What did your father do about all this MintoffYana ? Precisely Nothing !!!!
Then again you contesting the elections under the MLP mantel could maybe have another motive. Dare I say it would lead to you trying to oust the present leader and have a member of the Mintoff family leading your sorry party again ? Time will tell but personally I would not trust you as far as I could throw you !!!!!
Anthony Scicluna
Apr 9th 2012, 09:05
@ Robert Henry Bugeja
Dear Mr Bugeja
That is not the point even though you are correct to point out that in the 60s the PN-Church manipulated (one cannot deny history).
The problem is that Dr J Muscat is bringing in people who were involved in that past. It is like bringing in the old regime members back. The past is past but JM is bringing it back with the likes of Mintoff, Sciberras Trigona, Vella, Debono Grech, Grima and so on. We'd have less issues were these people not involved at all.

# OBJECTIVE 1:
In the comments, what problem does Anthony Scicluna see in what Dr J Muscat is doing, and what reason does he give for calling it a problem?

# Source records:
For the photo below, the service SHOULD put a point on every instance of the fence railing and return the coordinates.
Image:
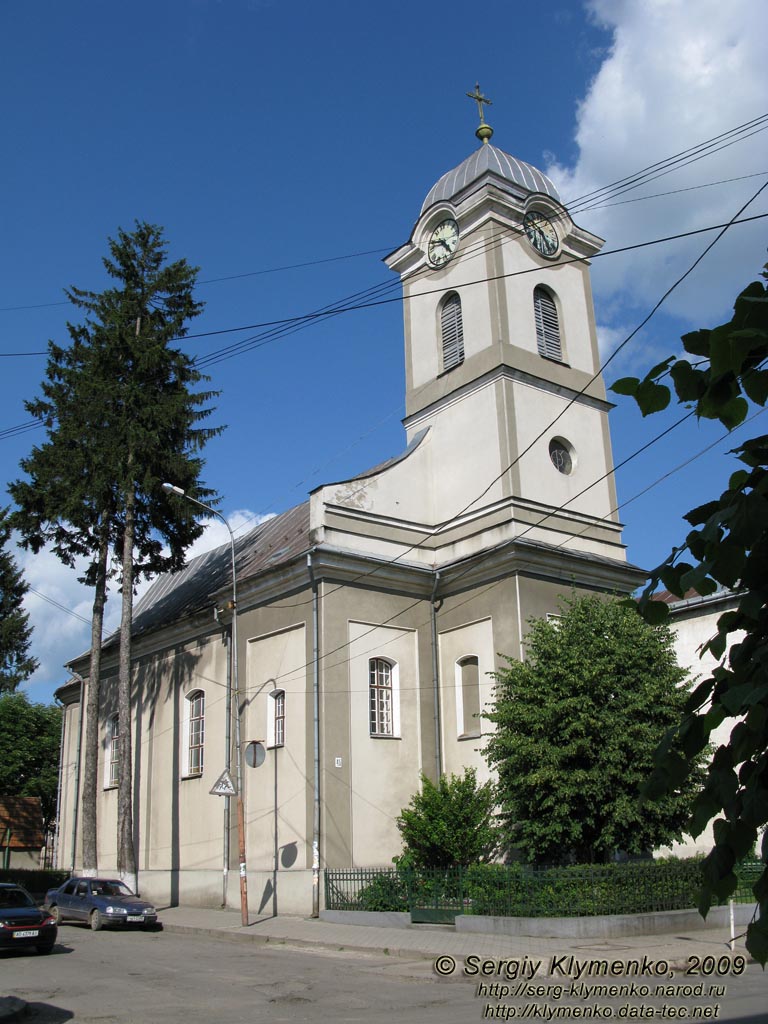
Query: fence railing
(516, 891)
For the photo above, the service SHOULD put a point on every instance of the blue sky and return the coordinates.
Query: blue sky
(274, 141)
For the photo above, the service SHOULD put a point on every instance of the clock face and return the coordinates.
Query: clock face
(442, 242)
(541, 232)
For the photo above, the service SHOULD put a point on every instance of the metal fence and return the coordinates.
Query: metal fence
(516, 891)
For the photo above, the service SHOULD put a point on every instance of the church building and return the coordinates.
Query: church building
(371, 617)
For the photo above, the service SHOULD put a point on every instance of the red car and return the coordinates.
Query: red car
(22, 921)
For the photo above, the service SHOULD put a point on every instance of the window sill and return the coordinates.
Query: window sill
(450, 370)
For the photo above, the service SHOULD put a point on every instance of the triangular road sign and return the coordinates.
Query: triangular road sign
(223, 786)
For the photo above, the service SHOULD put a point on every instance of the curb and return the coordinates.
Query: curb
(270, 940)
(12, 1009)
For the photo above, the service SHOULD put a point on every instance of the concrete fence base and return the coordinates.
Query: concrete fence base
(606, 927)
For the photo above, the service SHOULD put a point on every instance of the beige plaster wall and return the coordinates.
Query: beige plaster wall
(276, 793)
(472, 638)
(385, 771)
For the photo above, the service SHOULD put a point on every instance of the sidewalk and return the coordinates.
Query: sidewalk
(427, 942)
(430, 941)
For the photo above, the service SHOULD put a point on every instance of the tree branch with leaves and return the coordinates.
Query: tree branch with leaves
(727, 547)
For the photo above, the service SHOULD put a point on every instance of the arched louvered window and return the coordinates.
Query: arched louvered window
(453, 332)
(196, 726)
(547, 325)
(468, 696)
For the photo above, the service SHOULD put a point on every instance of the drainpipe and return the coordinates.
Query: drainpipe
(434, 606)
(56, 834)
(227, 764)
(76, 809)
(315, 737)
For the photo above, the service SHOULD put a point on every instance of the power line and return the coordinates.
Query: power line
(229, 351)
(660, 168)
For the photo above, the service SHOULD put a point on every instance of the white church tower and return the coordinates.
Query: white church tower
(506, 415)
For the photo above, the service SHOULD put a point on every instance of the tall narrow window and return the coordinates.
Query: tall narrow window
(381, 701)
(547, 325)
(114, 750)
(275, 722)
(468, 696)
(196, 731)
(453, 332)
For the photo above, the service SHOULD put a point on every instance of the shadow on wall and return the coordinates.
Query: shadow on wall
(160, 680)
(288, 856)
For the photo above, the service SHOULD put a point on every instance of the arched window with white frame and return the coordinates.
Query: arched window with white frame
(112, 773)
(384, 704)
(194, 734)
(275, 718)
(452, 331)
(468, 696)
(548, 338)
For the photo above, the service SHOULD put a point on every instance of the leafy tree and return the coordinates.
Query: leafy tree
(451, 823)
(15, 634)
(122, 417)
(727, 547)
(29, 753)
(577, 724)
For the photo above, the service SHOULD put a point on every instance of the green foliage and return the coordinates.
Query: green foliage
(29, 753)
(122, 417)
(450, 823)
(15, 634)
(520, 891)
(577, 724)
(728, 547)
(386, 892)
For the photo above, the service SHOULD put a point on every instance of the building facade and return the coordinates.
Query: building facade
(371, 617)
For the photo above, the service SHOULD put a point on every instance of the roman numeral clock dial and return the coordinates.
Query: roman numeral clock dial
(541, 232)
(442, 242)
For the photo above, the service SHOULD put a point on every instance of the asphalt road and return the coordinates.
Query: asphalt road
(121, 978)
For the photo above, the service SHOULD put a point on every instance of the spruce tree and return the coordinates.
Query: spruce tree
(122, 417)
(15, 633)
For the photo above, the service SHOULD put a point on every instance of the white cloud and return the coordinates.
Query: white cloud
(677, 74)
(60, 607)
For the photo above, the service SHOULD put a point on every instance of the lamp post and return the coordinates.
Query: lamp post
(233, 695)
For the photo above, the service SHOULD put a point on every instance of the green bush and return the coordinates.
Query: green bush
(386, 892)
(521, 891)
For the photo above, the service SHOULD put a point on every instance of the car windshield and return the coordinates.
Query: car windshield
(115, 889)
(15, 897)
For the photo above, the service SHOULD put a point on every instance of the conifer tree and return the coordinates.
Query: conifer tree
(122, 417)
(15, 633)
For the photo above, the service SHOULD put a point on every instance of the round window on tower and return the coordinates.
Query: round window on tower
(562, 455)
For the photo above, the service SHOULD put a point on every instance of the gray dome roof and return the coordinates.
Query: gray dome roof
(488, 158)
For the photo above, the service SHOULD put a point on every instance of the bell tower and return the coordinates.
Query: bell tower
(502, 363)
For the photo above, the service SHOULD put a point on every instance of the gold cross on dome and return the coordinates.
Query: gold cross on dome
(479, 99)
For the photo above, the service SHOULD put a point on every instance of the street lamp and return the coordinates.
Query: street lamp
(233, 693)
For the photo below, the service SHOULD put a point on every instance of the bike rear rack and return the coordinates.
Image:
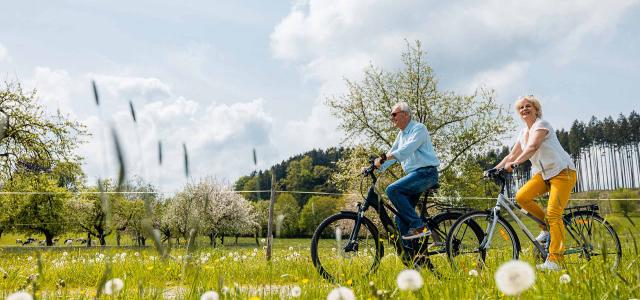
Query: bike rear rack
(588, 207)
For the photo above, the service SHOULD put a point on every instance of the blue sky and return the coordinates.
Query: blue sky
(226, 77)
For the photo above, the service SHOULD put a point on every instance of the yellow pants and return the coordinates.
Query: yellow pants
(559, 189)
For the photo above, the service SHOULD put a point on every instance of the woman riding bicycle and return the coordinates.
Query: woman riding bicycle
(554, 173)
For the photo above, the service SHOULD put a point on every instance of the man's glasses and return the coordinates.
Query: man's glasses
(394, 114)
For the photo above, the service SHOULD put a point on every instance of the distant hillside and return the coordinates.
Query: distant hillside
(309, 171)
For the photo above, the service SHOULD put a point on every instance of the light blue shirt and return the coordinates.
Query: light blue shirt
(413, 148)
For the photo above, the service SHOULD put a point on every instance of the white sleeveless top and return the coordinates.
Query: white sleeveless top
(550, 158)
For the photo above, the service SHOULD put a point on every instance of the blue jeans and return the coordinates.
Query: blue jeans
(405, 193)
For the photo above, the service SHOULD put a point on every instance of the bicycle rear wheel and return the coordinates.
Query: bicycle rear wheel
(336, 256)
(589, 237)
(463, 244)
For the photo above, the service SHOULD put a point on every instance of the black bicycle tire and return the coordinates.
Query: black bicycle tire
(463, 218)
(351, 216)
(607, 225)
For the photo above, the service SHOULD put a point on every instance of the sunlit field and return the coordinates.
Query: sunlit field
(240, 271)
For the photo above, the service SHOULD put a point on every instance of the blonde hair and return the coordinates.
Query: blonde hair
(531, 99)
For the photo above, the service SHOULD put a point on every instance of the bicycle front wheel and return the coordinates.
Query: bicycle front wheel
(464, 243)
(590, 237)
(340, 253)
(434, 247)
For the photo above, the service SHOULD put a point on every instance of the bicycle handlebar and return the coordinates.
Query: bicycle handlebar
(372, 166)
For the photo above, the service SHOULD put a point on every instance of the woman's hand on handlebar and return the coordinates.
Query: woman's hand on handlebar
(378, 162)
(510, 166)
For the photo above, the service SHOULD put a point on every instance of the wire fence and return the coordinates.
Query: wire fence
(445, 198)
(285, 191)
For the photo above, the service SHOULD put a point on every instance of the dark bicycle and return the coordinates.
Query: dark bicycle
(588, 236)
(348, 245)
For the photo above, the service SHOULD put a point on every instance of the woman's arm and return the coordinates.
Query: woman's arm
(516, 150)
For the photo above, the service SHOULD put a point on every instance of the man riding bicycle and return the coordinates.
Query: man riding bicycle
(413, 148)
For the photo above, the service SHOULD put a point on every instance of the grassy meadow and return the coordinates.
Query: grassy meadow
(240, 271)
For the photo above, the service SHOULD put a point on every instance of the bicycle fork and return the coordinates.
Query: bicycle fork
(486, 242)
(352, 244)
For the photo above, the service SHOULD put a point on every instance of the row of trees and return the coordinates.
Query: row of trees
(309, 172)
(606, 152)
(203, 208)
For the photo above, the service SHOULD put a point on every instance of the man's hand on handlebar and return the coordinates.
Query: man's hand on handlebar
(380, 160)
(510, 166)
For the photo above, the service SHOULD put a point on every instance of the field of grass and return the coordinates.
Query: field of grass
(241, 272)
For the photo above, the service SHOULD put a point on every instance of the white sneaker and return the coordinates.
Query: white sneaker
(543, 237)
(549, 266)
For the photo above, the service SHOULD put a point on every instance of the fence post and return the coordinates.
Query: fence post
(270, 221)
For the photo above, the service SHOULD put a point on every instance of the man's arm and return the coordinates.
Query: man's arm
(416, 138)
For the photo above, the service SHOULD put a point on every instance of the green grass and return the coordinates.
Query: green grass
(76, 274)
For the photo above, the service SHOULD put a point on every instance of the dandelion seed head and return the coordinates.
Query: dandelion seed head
(514, 277)
(113, 286)
(21, 295)
(210, 295)
(409, 280)
(341, 293)
(296, 291)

# OBJECTIVE 2:
Please render the records from the line with "fence post and return the coordinates." through the end of the records as a numbered list, leaving out blank lines.

# OUTPUT 1:
He objects that Dr J Muscat is bringing in people who were involved in the past, such as Mintoff, Sciberras Trigona, Vella, Debono Grech and Grima. He says this is like bringing the old regime members back, and that there would be fewer issues if these people were not involved at all.

# OUTPUT 2:
1. For the photo above, the service SHOULD put a point on every instance of the fence post and return the coordinates.
2. Query: fence post
3. (270, 221)
4. For the photo above, the service SHOULD put a point on every instance of the man's arm and return the coordinates.
5. Query: man's arm
6. (416, 138)
7. For the photo above, the service SHOULD put a point on every instance of the green grass and return the coordinates.
8. Query: green grass
9. (76, 274)
10. For the photo above, the service SHOULD put a point on every instance of the dandelion seed head and return the coordinates.
11. Query: dandelion seed head
12. (514, 277)
13. (113, 286)
14. (21, 295)
15. (210, 295)
16. (409, 280)
17. (341, 293)
18. (296, 291)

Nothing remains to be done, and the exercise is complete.